- _CONSIGNE_:
Recopiez, s'il vous plaît, le passage du texte sur l'affaire Diarra commençant à "Le 9 décembre" et se terminant à "18 janvier 2024.".

- _DOCUMENT_:
Du fait de ce litige, le joueur a éprouvé de grandes difficultés à retrouver un club, avant de finalement signer à l’Olympique de Marseille en 2015.

Le 9 décembre 2015, Monsieur Diarra a assigné la FIFA et la Fédération nationale de football belge devant un tribunal de commerce belge, en vue d’obtenir la réparation du préjudice, à savoir un manque à gagner de 6 millions d’euros, qu’il prétend avoir subi en raison de l’application par celles-ci des dispositions litigieuses, qu’il considère comme étant illégales au regard du droit de l’Union.

Par une décision du 19 septembre 2022, la Cour d’appel de Mons a saisi la CJUE de questions préjudicielles portant sur la compatibilité des règles issues du règlement de la FIFA avec le droit européen.

L’audience devant la CJUE s’est tenue le 18 janvier 2024.

Le 30 avril dernier, l’avocat général, Maciej Szpunar, a rendu ses conclusions, apportant un éclairage sur le raisonnement que pourrait suivre la Cour.

Le règlement FIFA confronté au droit de l’Union Européenne

Par ses questions préjudicielles, la juridiction de renvoi demande, en substance, selon les conclusions de l’avocat général, si les articles 45 et 101 TFUE s’opposent à l’application de règles, telles que celles adoptées par la FIFA, qui établissent que (1) le joueur et le club souhaitant l’engager sont solidairement et conjointement responsables du paiement de l’indemnité due au club avec lequel le contrat a été rompu sans juste cause, et que (2) une fédération dont dépend l’ancien club d’un joueur a la possibilité de ne pas délivrer le certificat international de transfert nécessaire pour l’engagement du joueur par un nouveau club, s’il existe un litige entre cet ancien club et le joueur.

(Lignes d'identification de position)

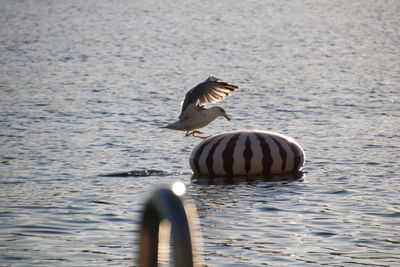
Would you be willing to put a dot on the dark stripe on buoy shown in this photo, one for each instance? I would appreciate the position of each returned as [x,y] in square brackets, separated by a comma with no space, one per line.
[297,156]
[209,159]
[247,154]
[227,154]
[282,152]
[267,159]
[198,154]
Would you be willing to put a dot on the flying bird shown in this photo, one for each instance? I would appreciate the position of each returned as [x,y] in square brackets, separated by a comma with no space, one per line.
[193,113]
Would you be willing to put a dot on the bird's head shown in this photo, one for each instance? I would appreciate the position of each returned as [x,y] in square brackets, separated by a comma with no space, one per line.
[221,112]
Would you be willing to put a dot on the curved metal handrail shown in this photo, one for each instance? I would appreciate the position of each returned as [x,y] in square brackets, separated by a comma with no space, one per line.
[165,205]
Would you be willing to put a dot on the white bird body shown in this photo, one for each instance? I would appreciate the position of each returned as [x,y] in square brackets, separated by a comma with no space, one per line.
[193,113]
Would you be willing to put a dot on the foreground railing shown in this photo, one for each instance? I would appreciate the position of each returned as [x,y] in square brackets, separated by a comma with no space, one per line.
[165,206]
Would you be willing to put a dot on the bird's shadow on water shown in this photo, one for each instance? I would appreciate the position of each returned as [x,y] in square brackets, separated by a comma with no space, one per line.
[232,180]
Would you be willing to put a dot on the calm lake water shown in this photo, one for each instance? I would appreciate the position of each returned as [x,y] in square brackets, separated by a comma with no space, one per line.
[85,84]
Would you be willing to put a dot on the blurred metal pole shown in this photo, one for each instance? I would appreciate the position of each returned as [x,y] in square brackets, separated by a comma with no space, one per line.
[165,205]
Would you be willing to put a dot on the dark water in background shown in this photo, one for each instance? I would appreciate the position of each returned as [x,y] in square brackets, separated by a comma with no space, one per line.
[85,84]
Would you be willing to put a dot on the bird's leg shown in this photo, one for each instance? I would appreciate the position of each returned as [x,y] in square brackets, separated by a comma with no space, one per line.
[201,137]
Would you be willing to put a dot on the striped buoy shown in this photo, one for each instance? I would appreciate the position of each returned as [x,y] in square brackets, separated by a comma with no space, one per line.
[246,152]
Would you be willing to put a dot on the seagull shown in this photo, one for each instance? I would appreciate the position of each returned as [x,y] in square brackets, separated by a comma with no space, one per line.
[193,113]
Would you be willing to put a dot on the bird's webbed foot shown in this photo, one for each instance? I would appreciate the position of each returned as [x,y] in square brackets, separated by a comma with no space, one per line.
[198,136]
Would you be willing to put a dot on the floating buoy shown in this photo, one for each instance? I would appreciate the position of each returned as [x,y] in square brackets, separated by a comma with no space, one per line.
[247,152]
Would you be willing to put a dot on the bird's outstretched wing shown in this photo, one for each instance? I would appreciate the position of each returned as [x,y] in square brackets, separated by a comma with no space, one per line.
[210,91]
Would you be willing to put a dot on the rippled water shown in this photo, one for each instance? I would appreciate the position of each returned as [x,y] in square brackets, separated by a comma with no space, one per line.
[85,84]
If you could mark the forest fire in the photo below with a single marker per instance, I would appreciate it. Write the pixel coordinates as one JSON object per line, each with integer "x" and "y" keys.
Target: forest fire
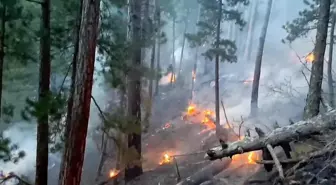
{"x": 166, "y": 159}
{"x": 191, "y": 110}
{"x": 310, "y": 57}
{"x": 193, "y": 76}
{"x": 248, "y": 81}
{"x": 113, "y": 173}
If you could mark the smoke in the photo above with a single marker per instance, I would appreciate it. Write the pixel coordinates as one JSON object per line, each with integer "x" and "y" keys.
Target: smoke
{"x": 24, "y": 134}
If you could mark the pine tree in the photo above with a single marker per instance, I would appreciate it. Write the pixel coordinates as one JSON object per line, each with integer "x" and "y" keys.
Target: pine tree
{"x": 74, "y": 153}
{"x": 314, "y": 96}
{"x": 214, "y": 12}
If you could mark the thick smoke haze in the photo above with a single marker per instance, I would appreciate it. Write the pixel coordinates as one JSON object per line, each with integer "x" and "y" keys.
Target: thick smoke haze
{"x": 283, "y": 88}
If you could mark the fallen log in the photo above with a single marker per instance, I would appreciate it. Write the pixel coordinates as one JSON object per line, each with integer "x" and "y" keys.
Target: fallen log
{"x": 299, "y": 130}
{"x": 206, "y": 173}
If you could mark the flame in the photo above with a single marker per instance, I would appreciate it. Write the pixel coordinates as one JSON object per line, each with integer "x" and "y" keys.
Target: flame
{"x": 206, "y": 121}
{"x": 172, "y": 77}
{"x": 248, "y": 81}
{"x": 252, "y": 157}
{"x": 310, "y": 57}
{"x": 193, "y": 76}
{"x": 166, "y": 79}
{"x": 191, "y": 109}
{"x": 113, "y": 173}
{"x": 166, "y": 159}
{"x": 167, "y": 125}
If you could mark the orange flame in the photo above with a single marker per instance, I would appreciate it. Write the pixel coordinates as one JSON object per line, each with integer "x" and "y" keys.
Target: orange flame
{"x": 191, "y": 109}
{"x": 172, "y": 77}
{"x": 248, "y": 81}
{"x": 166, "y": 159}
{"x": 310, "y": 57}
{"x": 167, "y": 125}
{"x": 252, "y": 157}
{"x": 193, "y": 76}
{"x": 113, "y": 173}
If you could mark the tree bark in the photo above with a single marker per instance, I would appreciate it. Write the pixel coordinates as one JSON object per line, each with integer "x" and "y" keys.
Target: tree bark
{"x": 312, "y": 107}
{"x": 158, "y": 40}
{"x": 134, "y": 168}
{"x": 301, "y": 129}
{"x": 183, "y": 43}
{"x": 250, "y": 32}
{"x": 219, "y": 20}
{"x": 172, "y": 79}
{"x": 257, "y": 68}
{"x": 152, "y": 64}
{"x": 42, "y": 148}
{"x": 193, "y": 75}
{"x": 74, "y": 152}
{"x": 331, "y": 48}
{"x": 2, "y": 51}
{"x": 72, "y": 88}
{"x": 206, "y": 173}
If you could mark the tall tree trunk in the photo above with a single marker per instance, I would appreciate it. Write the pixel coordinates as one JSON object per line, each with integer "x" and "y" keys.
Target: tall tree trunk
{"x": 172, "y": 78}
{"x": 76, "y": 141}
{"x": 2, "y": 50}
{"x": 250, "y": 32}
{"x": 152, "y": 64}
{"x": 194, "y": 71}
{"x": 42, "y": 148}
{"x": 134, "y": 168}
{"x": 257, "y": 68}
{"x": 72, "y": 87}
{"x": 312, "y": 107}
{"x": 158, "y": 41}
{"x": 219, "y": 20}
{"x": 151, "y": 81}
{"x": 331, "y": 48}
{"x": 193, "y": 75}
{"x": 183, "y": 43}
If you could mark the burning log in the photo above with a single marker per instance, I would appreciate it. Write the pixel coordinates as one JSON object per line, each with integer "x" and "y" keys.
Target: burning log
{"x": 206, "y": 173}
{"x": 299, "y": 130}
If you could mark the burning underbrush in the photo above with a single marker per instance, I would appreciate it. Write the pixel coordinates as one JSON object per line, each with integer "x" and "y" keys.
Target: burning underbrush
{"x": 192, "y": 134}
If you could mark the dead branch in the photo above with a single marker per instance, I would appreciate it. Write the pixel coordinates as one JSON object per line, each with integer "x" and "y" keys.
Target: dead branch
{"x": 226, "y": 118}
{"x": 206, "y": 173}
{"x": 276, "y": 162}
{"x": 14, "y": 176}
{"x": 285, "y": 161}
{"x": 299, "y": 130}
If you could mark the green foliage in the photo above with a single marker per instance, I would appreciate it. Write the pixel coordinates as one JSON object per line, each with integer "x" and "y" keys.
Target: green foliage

- _RÉPONSE_:
Le 9 décembre 2015, Monsieur Diarra a assigné la FIFA et la Fédération nationale de football belge devant un tribunal de commerce belge, en vue d’obtenir la réparation du préjudice, à savoir un manque à gagner de 6 millions d’euros, qu’il prétend avoir subi en raison de l’application par celles-ci des dispositions litigieuses, qu’il considère comme étant illégales au regard du droit de l’Union.

Par une décision du 19 septembre 2022, la Cour d’appel de Mons a saisi la CJUE de questions préjudicielles portant sur la compatibilité des règles issues du règlement de la FIFA avec le droit européen.

L’audience devant la CJUE s’est tenue le 18 janvier 2024.